What you will do:
(A) Copy the Apache Beam tutorial word for word from "Beam can also" to "inside the program.".
(B) Carry on writing the Apache Beam tutorial, starting right after its last sentence.

## Start Text block

In the previous post, I talked a little bit about Beam. So, what exactly is Beam?

Beam is an open source project as a tool on data pipeline. It is one of the project under Apache Software Foundation and just recently, it got out of incubation (Yeay! 😄).

You can read more about it on their website here.

Basically, Beam is a tool for batch or streaming processing of data. That is where the name comes from Batch and stream. Using the SDKs, you can use it to build a program to define the pipeline of the process. Currently, there are 3 SDKs; Java, Python and Go.

I was lucky to be introduced to Beam through my collegue at work but during that time there was not many guide on creating Beam pipeline using Python (Maybe because most of the developer wrote it in Java, I guess).

So, here I will be going to show a simple tutorial (hopefully 😀) for you to get your hands dirty using a Python script. I will also try to explain the process and the Beam concept and terminology together with the process.

Installing and importing dependencies

A few things to note, Beam is a DAG (directed acyclic graph), or in simpler terms, the processing done in the pipeline is like a one-way road. The data cannot be changed back after a process is done.

First and foremost you can make your own virtual environment if you prefer to but I will jump straight to installing the Beam dependencies. Firstly, install the Beam Python SDK from PyPI.

pip install apache-beam

Beam can also be run with a distributed processing tools such as Spark, Flint, etc. This are called runners. When you run the program based on your choice of SDKs, you need to specify which runner you are going to use. If your are going to run it in the cloud (AWS, GCP, Azure, etc.), other dependencies are also required. You can check for more detail in their website. For now, we are going to run it locally. So, there is no need to specify any runner. But, if you want to explicitly point them you can import them inside the program.

For the script, make sure to import the beam package first.

import apache_beam as beam

Options in the pipeline

If you choose to explicitly state the runner for running it locally. Import the standard options from the pipeline options. (This is were the statement of the type of runner is suppose to be written.

from apache_beam.options.pipeline_options import StandardOptions

options.view_as(StandardOptions).runner = 'DirectRunner'
# for other type of runner, please check them on the website or documentation

There are also other options that can be adjusted, but, for easier purposes, I am going to skip them.

## End Text block
## Start Extracted material

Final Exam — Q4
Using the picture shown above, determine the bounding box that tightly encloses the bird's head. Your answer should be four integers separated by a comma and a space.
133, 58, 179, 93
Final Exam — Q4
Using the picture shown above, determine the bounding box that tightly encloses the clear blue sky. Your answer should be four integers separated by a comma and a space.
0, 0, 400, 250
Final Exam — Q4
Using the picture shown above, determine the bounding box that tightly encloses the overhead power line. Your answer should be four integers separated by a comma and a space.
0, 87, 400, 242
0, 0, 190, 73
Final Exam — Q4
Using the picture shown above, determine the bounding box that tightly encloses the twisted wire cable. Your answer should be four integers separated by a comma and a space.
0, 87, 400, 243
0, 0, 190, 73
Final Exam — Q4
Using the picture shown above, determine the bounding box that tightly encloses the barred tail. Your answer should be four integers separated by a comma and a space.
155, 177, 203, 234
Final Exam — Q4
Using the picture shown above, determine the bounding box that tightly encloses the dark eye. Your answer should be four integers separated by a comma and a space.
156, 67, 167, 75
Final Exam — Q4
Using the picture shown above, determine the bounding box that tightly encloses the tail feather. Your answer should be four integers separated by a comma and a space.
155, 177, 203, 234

## End Extracted material
## Start Extracted material

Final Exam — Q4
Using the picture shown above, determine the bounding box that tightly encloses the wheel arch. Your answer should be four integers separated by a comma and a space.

## End Extracted material

Outputs:
(A)
Beam can also be run with a distributed processing tools such as Spark, Flint, etc. This are called runners. When you run the program based on your choice of SDKs, you need to specify which runner you are going to use. If your are going to run it in the cloud (AWS, GCP, Azure, etc.), other dependencies are also required. You can check for more detail in their website. For now, we are going to run it locally. So, there is no need to specify any runner. But, if you want to explicitly point them you can import them inside the program.

(B)
Process in the pipeline

Next, create a function to state the transformation process. It can be any type of transformation; replace string, etc. As note, there are 2 terminology that you should know in Beam; PCollection and Transform. The simplest form of pipeline can be shown as this:

Input PCollection -> Transform >> Output PCollection

PCollection is a class provided by the SDKs to represent the a dataset. In can be data of any size. If the data is large, Beam will cut it into chunks of several dataset and run the transform process in parallel. In simple term, we can regard this PCollection as a bucket of data. Another thing to note that usually the data handled is in the form of text file, and Beam will read them line by line. Each line is then point as one element in a dataset.

Transform is the process or operation that is stated inside the pipeline. You provide the transformation in the form of function object. Beam also provided some of predefined transformation such as count.

One more thing that I forgot to mention is the input and output of the pipeline. The input of the pipeline can be files (usually txt or csv) or a database. You can connect is to any source of database. For the output, you can ingest it back into a database or output it as file (usually txt). For the purpose of this tutorial, we are going to create our own dataset (Yes, Beam can create data but a small one of course 😄) as input and just print out the output for visual purposes.

# our input data
beam.Create(['cat dog','monkey dog','snake cat','dog','lion','cat'])

# for output we are going to use the print function
beam.Map(print))

As you can see I used Beam built-in function create and map. There are others but you can check those in the beam documentation. Map is one of the transformation process in Beam. So, basically what we do here is print out the PCollection and the printed out of the data will be the output.

First program of Beam

Now, we try to combine all the things that we learned.

import apache_beam as beam
from apache_beam.options.pipeline_options import StandardOptions # optional

options.view_as(StandardOptions).runner = 'DirectRunner' #optional

beam.Create(['cat dog','monkey dog','snake cat','dog','lion','cat'])

beam.Map(print))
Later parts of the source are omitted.